Extremely low occupancy on GPU [NSight / 1080ti], need help!!!

Hi guys! I’m testing an almost empty kernel:

__global__ void processIIR(float* samples, IIRBandFactors* bandFactors, IIRBandData* bandData, float* afc)
{
	int blockId = blockIdx.x;
	int threadId = threadIdx.x;

	int bandId = blockId*IIR_THREAD_NUM + threadId;
	__shared__ float sampleBlock[128];
}

on my single GeFroce 1080Ti card (only one card on my computer), and it would seem, under ideal conditions, I get very low occupancy, only 3,42%, look at image:

Hmm, I thought that perhaps this figure is the workload of the entire GPU, in which 28 SM processors (1080Ti), ok:
3.42% * 28 ~= 97,44%…(few percentage for drawing graphics) I’m right?

Ok, let’s try to load 100%. I take: 28 SMs * 32 blocks (64 thread per block/ 2 warps per block) = 896 blocks. Ok, I run the test and get almost the same low occupancy, a little bit higher, actually why?
====================
# WRITTEN INSTRUCTION A
In the forum post about low GPU occupancy, how many blocks does the poster calculate for the attempt to load the card to 100%?
# WRITTEN INSTRUCTION B
Write out the passage of the GPU occupancy post starting at "on my single" and ending at "graphics) I’m right?".
# WRITTEN INSTRUCTION C
Extend the forum post about low GPU occupancy past its final sentence.

(A block of data)
====================
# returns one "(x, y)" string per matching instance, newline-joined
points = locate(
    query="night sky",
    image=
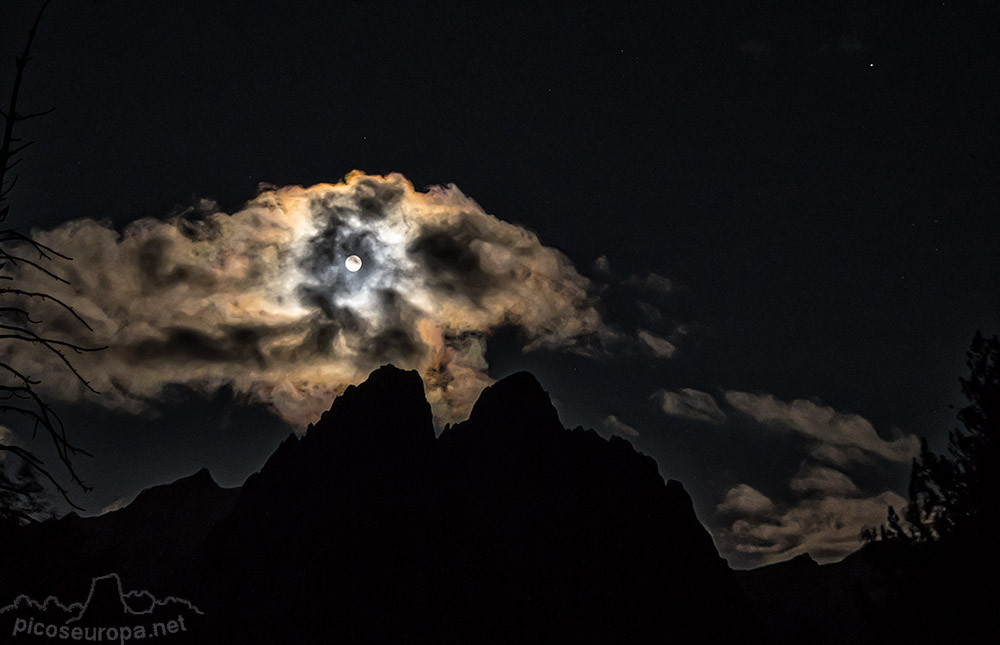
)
(788, 215)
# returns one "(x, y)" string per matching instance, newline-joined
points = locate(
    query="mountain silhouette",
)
(507, 527)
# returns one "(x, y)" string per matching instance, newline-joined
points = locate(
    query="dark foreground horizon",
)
(507, 527)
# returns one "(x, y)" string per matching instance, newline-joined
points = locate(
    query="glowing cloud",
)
(262, 299)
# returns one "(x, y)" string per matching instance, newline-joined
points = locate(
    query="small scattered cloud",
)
(619, 427)
(116, 505)
(690, 404)
(745, 500)
(827, 528)
(840, 456)
(661, 347)
(821, 479)
(847, 432)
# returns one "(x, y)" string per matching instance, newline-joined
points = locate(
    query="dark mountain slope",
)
(507, 527)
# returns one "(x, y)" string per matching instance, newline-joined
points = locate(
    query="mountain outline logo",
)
(109, 614)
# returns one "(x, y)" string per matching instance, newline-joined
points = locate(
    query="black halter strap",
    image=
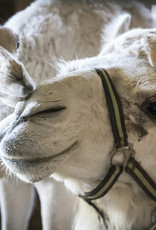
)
(132, 167)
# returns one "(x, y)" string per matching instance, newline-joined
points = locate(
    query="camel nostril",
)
(30, 88)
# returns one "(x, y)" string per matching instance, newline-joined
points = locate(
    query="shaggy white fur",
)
(52, 29)
(15, 85)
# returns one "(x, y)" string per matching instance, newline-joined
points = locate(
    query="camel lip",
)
(35, 160)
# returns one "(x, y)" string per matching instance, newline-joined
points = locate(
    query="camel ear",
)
(119, 25)
(151, 50)
(123, 24)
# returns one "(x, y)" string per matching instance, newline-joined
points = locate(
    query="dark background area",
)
(7, 9)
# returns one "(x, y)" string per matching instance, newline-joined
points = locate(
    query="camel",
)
(16, 84)
(33, 47)
(70, 116)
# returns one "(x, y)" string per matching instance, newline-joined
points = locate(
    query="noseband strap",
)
(131, 166)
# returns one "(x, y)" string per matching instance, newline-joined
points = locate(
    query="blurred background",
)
(9, 7)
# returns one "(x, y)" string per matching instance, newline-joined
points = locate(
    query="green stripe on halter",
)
(105, 185)
(132, 167)
(115, 109)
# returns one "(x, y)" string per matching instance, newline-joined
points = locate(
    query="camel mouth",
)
(35, 160)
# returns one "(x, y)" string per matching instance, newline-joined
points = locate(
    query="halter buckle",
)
(120, 156)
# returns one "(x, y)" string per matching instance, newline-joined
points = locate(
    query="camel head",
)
(64, 127)
(16, 83)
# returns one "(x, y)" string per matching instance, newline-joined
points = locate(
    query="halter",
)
(129, 165)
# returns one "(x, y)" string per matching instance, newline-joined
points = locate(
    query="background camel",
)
(15, 85)
(69, 114)
(34, 44)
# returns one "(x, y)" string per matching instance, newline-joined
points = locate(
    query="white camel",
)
(69, 115)
(15, 84)
(16, 197)
(58, 24)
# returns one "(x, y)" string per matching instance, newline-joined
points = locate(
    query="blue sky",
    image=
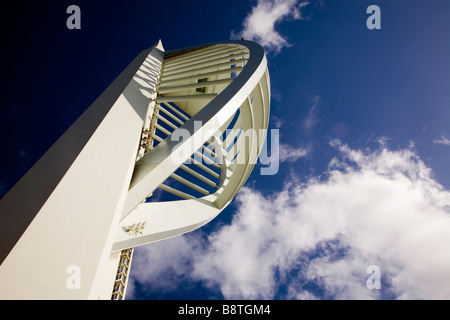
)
(363, 117)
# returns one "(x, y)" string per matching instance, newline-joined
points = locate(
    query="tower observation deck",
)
(161, 152)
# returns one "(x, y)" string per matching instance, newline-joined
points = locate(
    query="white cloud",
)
(260, 24)
(317, 238)
(288, 153)
(442, 140)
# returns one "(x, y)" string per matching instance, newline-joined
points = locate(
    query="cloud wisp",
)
(316, 239)
(442, 140)
(260, 24)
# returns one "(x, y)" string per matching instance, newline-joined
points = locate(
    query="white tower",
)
(190, 123)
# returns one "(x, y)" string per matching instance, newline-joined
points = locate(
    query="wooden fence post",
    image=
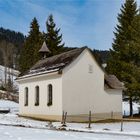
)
(122, 124)
(62, 118)
(89, 125)
(111, 114)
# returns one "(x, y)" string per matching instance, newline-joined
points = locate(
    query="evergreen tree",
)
(53, 38)
(124, 53)
(29, 54)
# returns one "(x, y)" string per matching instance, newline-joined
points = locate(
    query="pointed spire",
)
(44, 50)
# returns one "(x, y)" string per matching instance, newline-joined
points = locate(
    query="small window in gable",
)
(90, 68)
(26, 97)
(37, 96)
(50, 95)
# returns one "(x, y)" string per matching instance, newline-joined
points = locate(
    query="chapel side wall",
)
(84, 91)
(42, 109)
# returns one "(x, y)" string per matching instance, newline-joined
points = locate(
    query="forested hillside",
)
(13, 42)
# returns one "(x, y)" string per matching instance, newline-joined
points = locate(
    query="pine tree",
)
(29, 54)
(124, 53)
(53, 38)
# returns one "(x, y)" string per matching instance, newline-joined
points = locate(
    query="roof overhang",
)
(37, 75)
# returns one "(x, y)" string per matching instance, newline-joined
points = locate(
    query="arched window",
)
(26, 97)
(50, 95)
(37, 96)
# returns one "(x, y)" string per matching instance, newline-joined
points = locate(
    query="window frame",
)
(37, 96)
(50, 95)
(26, 96)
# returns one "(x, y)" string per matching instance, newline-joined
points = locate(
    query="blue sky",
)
(83, 22)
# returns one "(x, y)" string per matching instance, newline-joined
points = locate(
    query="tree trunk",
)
(131, 106)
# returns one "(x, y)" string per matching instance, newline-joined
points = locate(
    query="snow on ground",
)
(41, 129)
(126, 108)
(19, 133)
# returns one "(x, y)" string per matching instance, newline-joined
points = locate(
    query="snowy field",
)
(19, 133)
(13, 127)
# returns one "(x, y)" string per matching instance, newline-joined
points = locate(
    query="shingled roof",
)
(55, 63)
(60, 61)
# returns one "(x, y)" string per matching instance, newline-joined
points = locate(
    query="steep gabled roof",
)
(57, 62)
(60, 61)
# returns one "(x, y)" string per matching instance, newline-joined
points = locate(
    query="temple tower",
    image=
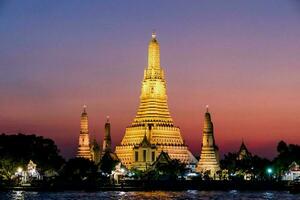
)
(84, 140)
(107, 138)
(209, 158)
(153, 118)
(243, 152)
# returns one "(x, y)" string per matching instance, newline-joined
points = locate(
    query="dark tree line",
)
(17, 150)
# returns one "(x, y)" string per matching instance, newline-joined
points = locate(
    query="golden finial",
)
(153, 34)
(84, 107)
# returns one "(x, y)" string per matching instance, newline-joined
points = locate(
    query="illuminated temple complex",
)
(152, 130)
(209, 158)
(84, 140)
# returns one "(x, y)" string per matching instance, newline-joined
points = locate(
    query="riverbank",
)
(159, 185)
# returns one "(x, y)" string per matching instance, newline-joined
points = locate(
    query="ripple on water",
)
(155, 195)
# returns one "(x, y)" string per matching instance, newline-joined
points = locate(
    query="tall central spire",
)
(153, 53)
(153, 99)
(153, 120)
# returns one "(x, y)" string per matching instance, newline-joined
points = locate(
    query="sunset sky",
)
(240, 57)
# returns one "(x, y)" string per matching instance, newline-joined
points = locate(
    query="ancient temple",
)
(84, 140)
(107, 138)
(243, 152)
(95, 151)
(153, 119)
(209, 158)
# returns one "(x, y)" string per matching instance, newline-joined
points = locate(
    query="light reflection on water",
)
(155, 195)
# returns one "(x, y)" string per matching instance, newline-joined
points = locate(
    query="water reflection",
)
(154, 195)
(17, 195)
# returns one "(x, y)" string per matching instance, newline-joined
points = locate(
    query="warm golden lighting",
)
(152, 121)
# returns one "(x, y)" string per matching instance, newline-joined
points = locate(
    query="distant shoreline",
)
(161, 185)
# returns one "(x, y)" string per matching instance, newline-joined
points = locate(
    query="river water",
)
(190, 194)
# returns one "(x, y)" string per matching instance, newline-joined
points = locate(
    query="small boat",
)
(295, 186)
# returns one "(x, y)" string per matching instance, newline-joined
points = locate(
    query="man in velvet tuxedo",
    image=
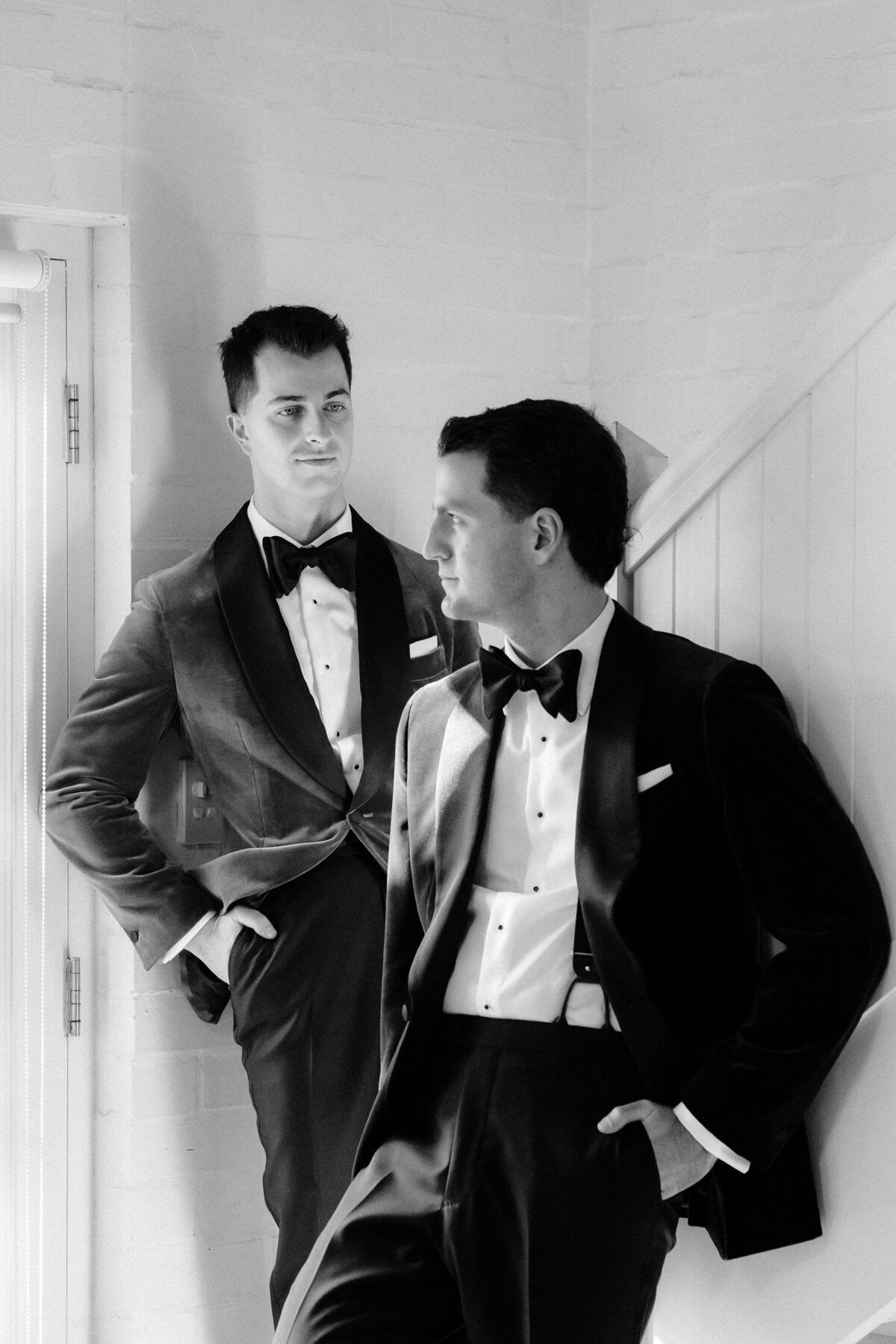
====================
# OUTPUT A
896 blocks (28 SMs × 32 blocks).

# OUTPUT B
on my single GeFroce 1080Ti card (only one card on my computer), and it would seem, under ideal conditions, I get very low occupancy, only 3,42%, look at image:

Hmm, I thought that perhaps this figure is the workload of the entire GPU, in which 28 SM processors (1080Ti), ok:
3.42% * 28 ~= 97,44%…(few percentage for drawing graphics) I’m right?

# OUTPUT C
You have not shown us all your code. What is the grid / block configuration with which you call this kernel? Since the compiler optimizes away dead code, your kernel is in fact empty (a null kernel) if you did a release build. I could imagine that profiling a bunch of empty kernels is not going to give accurate results, because most threads will be done by the time the profiler had a chance to pull relevant statistics counters from the hardware. Try something like a copy kernel for your experiments that copies a few hundred MB between locations in global memory.

This can be seen in the screenshots on top-right of img.
First screenshoot: Grid(32,1,1), BlockDim(64,1,1)
Second: Grid(896,1,1), BlockDim(64,1,1)

Hmm, yes, you right, it’s incorrect to discuss the problem on empty kernels. Ok, I switched to debug mode and ran my full code:

__global__ void processIIR(float* samples, IIRBandFactors* bandFactors, IIRBandData* bandData, float* afc)
{
	int blockId = blockIdx.x;
	int threadId = threadIdx.x;

	int bandId = blockId*IIR_THREAD_NUM + threadId;	

	__shared__ float sampleBlock[IIR_SAMPLE_BUFFER_SIZE];
	for (int i = 0; i < IIR_THREADS_SHARED_COPY_SIZE; i++)
	{
		int idx = threadId*IIR_THREADS_SHARED_COPY_SIZE + i;
		sampleBlock[idx] = samples[idx];
	}
	__syncthreads();

	IIRBandFactors bf = bandFactors[bandId];
	IIRBandData bda[IIR_CASCADES_NUM];
	for (int i = 0; i < IIR_CASCADES_NUM; i++)
	{
		int idx = bandId*IIR_CASCADES_NUM + i;
		bda[i] = bandData[idx];
	}

	for (int s = 0; s < IIR_SAMPLE_BUFFER_SIZE; s++)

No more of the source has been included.